#### The task
Reproduce each of the following entries verbatim, without altering any character.

Stored dataset entries:

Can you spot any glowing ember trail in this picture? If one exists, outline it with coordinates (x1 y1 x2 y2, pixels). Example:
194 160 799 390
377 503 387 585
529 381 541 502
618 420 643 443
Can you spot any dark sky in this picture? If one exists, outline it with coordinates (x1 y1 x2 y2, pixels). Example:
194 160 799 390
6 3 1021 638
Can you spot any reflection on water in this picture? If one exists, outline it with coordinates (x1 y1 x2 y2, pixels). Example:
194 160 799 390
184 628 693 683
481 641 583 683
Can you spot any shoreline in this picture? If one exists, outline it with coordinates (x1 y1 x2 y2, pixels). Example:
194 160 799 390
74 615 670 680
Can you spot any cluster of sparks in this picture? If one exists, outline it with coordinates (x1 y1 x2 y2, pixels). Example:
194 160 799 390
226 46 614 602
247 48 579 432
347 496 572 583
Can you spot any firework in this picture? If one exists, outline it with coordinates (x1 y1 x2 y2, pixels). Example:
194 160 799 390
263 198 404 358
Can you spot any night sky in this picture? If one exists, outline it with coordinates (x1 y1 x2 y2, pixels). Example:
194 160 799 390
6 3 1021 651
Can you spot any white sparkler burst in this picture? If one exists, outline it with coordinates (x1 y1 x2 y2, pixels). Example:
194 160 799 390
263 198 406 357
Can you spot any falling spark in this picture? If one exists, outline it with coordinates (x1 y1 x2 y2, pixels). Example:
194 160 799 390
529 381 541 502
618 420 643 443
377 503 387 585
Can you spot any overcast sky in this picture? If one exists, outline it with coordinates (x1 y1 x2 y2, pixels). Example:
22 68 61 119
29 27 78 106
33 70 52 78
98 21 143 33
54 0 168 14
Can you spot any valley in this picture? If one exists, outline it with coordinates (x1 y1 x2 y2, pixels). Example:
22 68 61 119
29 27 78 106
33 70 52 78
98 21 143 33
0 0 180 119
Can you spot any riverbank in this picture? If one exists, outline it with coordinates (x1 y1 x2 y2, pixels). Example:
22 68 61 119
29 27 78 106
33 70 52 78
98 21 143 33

#### Answer to this task
Can you spot any glowing ember trail in this picture? If one exists, outline it with coordinates (x1 y1 x2 y2, pixels). Example:
194 160 799 390
377 503 387 585
529 381 541 502
618 420 643 443
Can you spot any dark sky in this picture? If one exists, outline it with coordinates (x1 y1 x2 y2, pixels). Example:
194 160 799 390
6 3 1021 638
Can you spot any reflection on water in this picture? If one exists, outline it with coordinates (x1 y1 x2 y2, pixels). Example:
194 160 799 390
184 628 693 683
481 641 583 683
Can you spot any shoreline in this picture? If one exists, outline it with coordinates (x1 y1 x2 y2, pixels). Example:
194 160 799 390
74 615 670 680
Can you spot any cluster of sparks in this picture? If one exists, outline it with coordinates (x1 y1 x2 y2, pixels). Example:
194 160 799 390
226 46 614 602
247 48 579 432
347 496 572 583
Can you spot any firework in this picture? If one exists, outline it with coordinates (x1 y1 x2 y2, pixels). Example:
194 160 799 390
263 198 404 358
Can you spot any night sky in this picture? If one exists, outline it with coordinates (x1 y1 x2 y2, pixels). Example:
194 160 799 390
6 3 1021 651
Can you spot any white sparkler burst in this picture? If one exists, outline it with coordinates (x1 y1 x2 y2, pixels). Example:
194 160 799 390
263 198 406 357
Can you spot any falling spark in this picture? If one exists, outline it with coordinates (x1 y1 x2 y2, pixels). Example:
194 160 799 390
529 381 541 502
618 420 643 443
377 503 387 585
Can you spot any overcast sky in this picture? If one exists, outline it with coordinates (x1 y1 x2 y2, pixels). Example:
22 68 61 119
29 27 78 106
33 70 52 78
98 21 143 33
54 0 168 14
Can you spot any valley in this picture? If one exists, outline it with coordinates (x1 y1 x2 y2, pixels). Example:
22 68 61 119
29 27 78 106
33 70 52 78
98 21 143 33
0 0 180 119
Can you spot any riverbank in this picture? If one exists, outline it with coordinates (x1 y1 x2 y2, pixels). Example:
22 68 61 119
29 27 78 106
33 70 52 78
98 21 143 33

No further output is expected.